## SET PROBLEM:
Reproduce the records, changing "dark ground" to "shaded ground" and leaving everything else as it is.

#####

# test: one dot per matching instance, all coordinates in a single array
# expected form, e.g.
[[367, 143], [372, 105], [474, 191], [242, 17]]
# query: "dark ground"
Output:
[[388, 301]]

#####

## TASK SOLUTION:
# test: one dot per matching instance, all coordinates in a single array
# expected form, e.g.
[[367, 143], [372, 105], [474, 191], [242, 17]]
# query: "shaded ground"
Output:
[[388, 301]]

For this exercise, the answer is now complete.